Texte fourni |
################
Je ne sais pas ce qu'il en est pour vous, mais, en ce qui me concerne, il me suffit parfois d'une toute petite miette de la personnalité de quelqu'un pour me donner envie de le découvrir davantage. Il y a quelque temps, je vous causais de Vous connaissez peut-être, le dernier roman de Joann Sfar. Dans ce bouquin truffé d'anecdotes sur diverses célébrités, au sens noble du terme, le père du chat du rabbin évoque une discussion qu'il a eu avec Moebius, auteur français de bande dessinée (et qui a dessiné les costumes d'Alien, réalisé le storyboard de Tron et le concept design du Cinquième élément, entre autres). Après avoir été très enthousiaste au sujet des tables graphiques (des écrans sur lesquels on peut dessiner avec un stylet en plastique), Moebius abandonne cet outil et déclare à son ami que le problème, c'est "l'écart entre [le] stylet et [l'] oeuvre" : "Il y aura toujours l'espace de la vitre entre la pointe de ton stylet et ton dessin, et ça, en dessin, c'est impossible". J'ai trouvé cette formule pétaradante de bon sens. Il fallait donc que je découvre une oeuvre de cet artiste.

Et c'est chose faite avec le manga Icare, dont il est le scénariste, et Jirô Taniguchi (dont je vous ai parlé récemment) le dessinateur. L'occasion pour moi d'enclencher la phase 2 de mon plan "apprivoiser les mangas", en passant une nouvelle étape qui est celle de lire dans le sens de lecture japonais, c'est-à-dire de droite à gauche, et de haut en bas. Un peu comme si je passais de la maternelle manga au CP manga, en quelque sorte.
################
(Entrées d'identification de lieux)
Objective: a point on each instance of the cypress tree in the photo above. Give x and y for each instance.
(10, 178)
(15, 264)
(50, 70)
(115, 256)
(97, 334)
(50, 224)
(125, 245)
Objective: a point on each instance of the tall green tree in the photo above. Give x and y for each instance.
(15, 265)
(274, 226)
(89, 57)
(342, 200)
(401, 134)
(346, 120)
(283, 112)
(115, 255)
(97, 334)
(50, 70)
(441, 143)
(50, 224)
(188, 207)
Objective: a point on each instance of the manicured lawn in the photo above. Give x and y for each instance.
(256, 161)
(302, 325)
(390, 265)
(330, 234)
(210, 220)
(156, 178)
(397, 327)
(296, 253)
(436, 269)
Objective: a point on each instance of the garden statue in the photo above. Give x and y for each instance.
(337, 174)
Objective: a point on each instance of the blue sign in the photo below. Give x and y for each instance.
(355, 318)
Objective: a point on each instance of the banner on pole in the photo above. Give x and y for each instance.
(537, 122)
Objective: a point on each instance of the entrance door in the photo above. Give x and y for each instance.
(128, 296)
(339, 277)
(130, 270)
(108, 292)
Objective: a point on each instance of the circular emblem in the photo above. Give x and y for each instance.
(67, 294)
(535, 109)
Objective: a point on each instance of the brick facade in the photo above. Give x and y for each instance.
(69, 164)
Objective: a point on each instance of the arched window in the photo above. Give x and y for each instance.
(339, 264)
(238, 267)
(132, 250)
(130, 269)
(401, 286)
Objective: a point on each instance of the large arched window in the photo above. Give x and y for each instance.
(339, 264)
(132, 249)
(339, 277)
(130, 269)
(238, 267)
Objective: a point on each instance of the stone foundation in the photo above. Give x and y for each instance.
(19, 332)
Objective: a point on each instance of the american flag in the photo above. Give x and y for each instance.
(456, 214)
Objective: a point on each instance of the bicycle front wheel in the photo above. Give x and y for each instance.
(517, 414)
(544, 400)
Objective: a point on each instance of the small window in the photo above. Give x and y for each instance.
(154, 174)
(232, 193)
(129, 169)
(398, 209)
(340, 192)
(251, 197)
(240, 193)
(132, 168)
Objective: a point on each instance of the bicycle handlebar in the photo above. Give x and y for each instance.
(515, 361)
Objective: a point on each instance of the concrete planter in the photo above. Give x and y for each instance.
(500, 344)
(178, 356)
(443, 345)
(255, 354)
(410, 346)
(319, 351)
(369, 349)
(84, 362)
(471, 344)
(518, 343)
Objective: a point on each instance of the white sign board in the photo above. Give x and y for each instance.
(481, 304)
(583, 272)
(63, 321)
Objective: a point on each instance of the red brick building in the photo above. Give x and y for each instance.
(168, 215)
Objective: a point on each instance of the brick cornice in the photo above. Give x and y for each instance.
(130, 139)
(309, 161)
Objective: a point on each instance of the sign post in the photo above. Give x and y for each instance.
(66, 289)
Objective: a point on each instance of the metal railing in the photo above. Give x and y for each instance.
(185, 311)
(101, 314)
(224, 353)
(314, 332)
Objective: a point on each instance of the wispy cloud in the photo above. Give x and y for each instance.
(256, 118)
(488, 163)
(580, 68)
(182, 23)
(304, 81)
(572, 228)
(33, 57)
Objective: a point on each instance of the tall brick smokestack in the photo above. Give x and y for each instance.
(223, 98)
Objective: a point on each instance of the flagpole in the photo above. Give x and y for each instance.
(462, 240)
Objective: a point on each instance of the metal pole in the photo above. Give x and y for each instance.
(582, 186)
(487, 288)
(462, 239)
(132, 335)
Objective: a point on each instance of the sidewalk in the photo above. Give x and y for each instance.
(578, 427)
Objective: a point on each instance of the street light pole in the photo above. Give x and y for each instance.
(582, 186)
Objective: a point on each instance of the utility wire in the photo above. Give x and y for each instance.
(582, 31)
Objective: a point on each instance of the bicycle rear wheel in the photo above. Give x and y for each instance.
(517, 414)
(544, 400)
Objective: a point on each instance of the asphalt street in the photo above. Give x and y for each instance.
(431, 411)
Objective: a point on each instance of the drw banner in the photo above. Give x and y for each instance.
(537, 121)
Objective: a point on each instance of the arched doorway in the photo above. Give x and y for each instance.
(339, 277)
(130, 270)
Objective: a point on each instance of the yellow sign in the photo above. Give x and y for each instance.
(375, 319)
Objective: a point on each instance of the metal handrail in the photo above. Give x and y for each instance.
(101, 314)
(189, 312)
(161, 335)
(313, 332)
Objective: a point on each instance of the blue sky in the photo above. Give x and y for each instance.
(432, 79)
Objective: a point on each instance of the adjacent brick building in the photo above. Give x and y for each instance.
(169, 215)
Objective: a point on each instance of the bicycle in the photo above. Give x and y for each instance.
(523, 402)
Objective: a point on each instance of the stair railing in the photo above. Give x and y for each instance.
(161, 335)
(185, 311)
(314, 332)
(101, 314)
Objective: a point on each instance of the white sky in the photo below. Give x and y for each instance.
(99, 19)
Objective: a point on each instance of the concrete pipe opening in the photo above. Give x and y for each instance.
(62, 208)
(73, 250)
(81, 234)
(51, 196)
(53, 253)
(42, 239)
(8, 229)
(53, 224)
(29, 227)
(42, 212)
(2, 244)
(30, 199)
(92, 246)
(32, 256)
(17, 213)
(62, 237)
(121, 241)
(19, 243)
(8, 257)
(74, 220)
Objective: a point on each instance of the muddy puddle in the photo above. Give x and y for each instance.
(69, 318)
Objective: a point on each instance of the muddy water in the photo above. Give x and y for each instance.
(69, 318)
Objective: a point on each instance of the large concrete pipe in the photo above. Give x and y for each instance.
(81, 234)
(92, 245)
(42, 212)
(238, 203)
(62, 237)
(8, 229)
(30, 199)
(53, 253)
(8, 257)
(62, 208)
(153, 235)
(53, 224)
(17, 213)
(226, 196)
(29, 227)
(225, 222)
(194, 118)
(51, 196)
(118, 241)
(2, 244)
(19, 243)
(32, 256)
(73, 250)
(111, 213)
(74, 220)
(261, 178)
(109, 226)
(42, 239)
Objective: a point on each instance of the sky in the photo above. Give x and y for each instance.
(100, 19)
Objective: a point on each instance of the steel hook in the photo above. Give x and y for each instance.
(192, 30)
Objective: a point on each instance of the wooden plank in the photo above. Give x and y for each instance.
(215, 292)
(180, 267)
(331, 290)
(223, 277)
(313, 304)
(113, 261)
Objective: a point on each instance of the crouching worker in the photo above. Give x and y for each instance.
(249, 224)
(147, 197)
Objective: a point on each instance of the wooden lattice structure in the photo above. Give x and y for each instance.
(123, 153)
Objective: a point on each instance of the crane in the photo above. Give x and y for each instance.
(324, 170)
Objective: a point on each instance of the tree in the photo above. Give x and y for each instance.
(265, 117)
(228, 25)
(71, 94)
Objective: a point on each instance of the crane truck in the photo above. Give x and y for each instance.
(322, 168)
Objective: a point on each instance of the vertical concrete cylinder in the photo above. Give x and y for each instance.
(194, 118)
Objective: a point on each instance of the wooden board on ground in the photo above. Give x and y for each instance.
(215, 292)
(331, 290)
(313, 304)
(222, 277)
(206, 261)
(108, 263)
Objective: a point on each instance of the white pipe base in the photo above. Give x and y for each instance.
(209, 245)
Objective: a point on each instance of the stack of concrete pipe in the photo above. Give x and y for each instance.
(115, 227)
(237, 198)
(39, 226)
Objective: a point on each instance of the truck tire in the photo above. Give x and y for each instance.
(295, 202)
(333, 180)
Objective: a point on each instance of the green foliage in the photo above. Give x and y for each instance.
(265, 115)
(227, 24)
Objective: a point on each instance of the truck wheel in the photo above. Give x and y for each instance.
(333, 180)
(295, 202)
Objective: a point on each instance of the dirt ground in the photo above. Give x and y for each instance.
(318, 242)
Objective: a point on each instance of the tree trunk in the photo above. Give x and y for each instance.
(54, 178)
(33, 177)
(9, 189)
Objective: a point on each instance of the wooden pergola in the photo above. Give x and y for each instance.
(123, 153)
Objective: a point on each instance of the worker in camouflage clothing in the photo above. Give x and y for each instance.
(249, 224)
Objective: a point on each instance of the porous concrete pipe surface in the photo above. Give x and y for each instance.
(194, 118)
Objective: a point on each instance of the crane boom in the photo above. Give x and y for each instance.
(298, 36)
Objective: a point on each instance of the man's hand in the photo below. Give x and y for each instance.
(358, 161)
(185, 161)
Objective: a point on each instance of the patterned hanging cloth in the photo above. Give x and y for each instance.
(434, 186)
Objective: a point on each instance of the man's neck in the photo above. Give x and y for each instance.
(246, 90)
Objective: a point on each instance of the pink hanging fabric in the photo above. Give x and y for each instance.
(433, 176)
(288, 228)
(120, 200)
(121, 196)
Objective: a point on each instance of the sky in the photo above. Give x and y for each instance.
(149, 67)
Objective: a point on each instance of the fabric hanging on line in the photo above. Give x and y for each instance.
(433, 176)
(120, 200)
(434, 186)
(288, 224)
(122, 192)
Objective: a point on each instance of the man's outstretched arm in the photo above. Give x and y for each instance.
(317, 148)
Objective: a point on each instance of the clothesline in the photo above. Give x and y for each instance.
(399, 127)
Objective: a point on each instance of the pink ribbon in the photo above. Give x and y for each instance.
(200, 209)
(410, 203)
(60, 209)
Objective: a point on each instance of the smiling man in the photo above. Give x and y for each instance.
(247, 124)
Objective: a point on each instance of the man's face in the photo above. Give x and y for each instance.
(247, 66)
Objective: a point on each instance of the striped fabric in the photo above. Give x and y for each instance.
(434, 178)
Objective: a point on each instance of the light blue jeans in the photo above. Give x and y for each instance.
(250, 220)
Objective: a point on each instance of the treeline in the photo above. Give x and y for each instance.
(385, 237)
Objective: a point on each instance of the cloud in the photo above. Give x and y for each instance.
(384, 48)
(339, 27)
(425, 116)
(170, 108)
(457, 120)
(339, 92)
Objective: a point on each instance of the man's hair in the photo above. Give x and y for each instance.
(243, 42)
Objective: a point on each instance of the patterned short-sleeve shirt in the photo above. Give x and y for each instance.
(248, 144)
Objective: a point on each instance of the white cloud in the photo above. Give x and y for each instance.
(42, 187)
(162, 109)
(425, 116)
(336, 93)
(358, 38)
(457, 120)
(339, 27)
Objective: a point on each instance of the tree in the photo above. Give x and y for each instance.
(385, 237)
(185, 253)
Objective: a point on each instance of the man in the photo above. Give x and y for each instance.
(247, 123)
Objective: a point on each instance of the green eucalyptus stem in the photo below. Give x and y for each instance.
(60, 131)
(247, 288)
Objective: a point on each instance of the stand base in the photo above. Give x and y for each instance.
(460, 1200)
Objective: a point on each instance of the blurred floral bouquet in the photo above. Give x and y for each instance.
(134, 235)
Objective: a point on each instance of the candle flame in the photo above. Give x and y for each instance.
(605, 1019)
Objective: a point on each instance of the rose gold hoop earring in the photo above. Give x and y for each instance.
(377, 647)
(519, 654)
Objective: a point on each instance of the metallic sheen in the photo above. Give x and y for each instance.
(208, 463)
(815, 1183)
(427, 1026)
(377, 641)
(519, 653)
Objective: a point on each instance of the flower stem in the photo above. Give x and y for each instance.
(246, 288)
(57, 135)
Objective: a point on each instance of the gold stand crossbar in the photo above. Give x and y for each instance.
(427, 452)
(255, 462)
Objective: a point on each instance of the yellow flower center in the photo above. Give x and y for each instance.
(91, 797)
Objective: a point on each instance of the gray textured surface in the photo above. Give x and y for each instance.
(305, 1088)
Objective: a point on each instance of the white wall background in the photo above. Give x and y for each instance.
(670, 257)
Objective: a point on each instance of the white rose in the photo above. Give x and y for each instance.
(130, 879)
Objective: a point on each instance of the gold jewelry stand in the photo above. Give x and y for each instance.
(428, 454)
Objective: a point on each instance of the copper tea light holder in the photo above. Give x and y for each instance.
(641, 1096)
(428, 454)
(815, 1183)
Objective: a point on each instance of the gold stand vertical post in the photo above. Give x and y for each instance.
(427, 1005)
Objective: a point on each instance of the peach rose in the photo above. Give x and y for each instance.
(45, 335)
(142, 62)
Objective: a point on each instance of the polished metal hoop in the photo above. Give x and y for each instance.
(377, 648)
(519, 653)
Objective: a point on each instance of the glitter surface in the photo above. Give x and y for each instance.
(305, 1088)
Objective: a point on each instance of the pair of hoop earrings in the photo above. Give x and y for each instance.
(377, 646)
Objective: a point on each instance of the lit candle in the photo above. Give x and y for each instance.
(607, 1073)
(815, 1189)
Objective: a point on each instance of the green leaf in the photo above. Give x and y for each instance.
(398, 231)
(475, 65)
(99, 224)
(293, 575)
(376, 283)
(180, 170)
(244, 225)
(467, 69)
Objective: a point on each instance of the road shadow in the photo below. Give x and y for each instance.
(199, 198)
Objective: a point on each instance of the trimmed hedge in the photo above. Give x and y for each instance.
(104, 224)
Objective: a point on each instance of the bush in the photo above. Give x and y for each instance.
################
Tâche courte 1 | Recopiez fidèlement un extrait du texte sur Moebius : commencez aux mots "Et c'est chose" et arrêtez-vous après "en quelque sorte.".
Tâche courte 2 | D'après le texte sur Moebius, qui est le dessinateur du manga Icare ?
Tâche courte 3 | Poursuivez le texte sur Moebius à la suite de sa dernière phrase.
Ces entrées ne sont d'aucune utilité ici.

Réponse 1 |
Et c'est chose faite avec le manga Icare, dont il est le scénariste, et Jirô Taniguchi (dont je vous ai parlé récemment) le dessinateur. L'occasion pour moi d'enclencher la phase 2 de mon plan "apprivoiser les mangas", en passant une nouvelle étape qui est celle de lire dans le sens de lecture japonais, c'est-à-dire de droite à gauche, et de haut en bas. Un peu comme si je passais de la maternelle manga au CP manga, en quelque sorte.

Réponse 2 | Jirô Taniguchi.

Réponse 3 |
Malheureusement, ce changement de classe s'est soldé par un échec : je n'ai pas du tout accroché à Icare. Pourtant, ça partait bien, avec un début très poétique sur la naissance d'un petit garçon qui s'envole dès la sortie du ventre de sa mère (évidemment, avec un prénom pareil, le mythe du héros grec n'est pas très loin). Petit problème : il naît dans une société futuriste japonaise dans laquelle le gouvernement s'intéresse fortement aux mutants présents dans la population, dont certains ont la capacité de se faire exploser. Le pouvoir politique met donc la main sur Icare, qui sera enfermé dans un centre de recherche scientifique afin d'analyser toutes ses capacités extraordinaires. Il y fera la rencontre de Yukiko, jeune scientifique dont il tombera amoureux et qui le poussera à déployer ses ailes pour quitter le nid dans lequel l'Etat l'a bassement séquestré ...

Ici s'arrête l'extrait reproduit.